### [Task instructions]
Replace "oval leaf" with "elliptical leaf" throughout the material below and return it otherwise unchanged. Leave out the pictures.

--- start ---

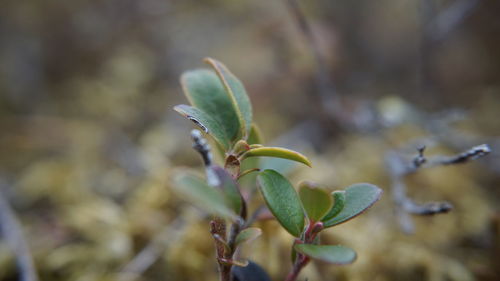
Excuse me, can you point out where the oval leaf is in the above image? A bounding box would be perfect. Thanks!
[204,58,252,139]
[324,183,382,227]
[247,123,264,144]
[172,168,237,219]
[181,69,241,141]
[294,244,356,264]
[236,227,262,245]
[257,170,305,237]
[321,190,345,221]
[209,166,243,214]
[174,104,230,150]
[241,147,311,167]
[299,181,333,222]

--- end ---

### [Answer in full]
Excuse me, can you point out where the elliptical leaf is in the above image? A bounding box would be perfect. Thanks!
[204,58,252,139]
[324,183,382,227]
[247,123,264,144]
[172,168,237,219]
[181,69,241,141]
[294,244,356,264]
[236,227,262,245]
[257,170,305,237]
[321,190,345,221]
[209,166,243,214]
[174,104,230,150]
[241,147,311,167]
[299,181,333,222]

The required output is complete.